** Start of Input for this task **
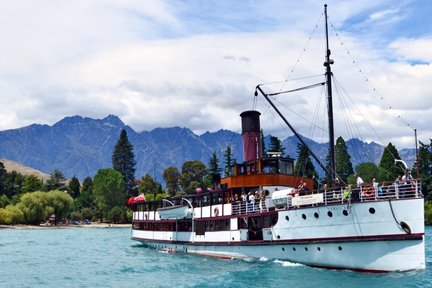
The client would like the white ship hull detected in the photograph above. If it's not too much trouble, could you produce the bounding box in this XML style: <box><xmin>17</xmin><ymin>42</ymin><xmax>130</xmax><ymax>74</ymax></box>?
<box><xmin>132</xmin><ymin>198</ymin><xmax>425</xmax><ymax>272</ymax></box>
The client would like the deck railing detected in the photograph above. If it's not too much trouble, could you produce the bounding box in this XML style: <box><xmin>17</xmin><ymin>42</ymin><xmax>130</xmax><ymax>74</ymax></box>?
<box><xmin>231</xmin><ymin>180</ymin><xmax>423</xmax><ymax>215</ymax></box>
** End of Input for this task **
** Start of Input for this task **
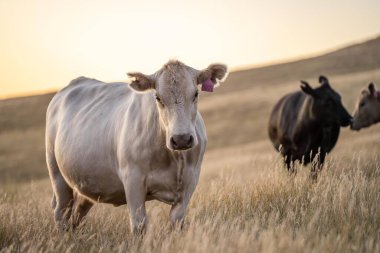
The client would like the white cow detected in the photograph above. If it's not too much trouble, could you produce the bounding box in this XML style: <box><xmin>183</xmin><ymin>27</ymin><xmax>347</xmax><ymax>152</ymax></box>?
** End of Input for this task **
** Start of Input for this task **
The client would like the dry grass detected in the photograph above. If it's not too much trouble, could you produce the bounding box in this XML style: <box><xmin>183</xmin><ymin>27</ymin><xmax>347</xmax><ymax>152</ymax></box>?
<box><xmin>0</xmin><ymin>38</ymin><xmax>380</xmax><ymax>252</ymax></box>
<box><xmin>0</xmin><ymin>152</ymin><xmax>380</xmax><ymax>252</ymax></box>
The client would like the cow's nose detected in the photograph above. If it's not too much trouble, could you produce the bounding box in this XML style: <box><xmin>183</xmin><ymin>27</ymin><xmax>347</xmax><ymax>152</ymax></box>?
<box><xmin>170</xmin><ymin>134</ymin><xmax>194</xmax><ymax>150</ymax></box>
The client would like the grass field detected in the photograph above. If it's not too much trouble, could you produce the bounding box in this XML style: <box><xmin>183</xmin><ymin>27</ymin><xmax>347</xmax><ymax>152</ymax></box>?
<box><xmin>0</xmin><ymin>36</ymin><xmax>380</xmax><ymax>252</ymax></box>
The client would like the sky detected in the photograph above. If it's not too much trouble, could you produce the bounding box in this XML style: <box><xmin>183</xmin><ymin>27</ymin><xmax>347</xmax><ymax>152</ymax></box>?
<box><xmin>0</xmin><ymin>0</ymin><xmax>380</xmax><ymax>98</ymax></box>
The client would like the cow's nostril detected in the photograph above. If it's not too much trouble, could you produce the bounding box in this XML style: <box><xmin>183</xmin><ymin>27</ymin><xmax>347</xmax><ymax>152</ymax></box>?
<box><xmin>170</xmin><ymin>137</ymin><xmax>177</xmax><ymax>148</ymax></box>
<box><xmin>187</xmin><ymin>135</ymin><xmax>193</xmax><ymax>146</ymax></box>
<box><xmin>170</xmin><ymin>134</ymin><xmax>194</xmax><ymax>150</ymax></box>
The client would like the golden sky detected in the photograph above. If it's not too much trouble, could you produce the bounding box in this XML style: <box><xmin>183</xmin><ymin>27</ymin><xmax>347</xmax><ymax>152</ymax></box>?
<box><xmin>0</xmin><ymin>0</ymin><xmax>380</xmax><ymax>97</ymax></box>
** End of Input for this task **
Pick out each line in the listing above that contains the word "golden" and copy those lines in full.

→ **Finished exercise**:
The client would like the golden sky detected in the photograph above. If it's not too much trouble, could you produce the bounding box in this XML style: <box><xmin>183</xmin><ymin>27</ymin><xmax>347</xmax><ymax>152</ymax></box>?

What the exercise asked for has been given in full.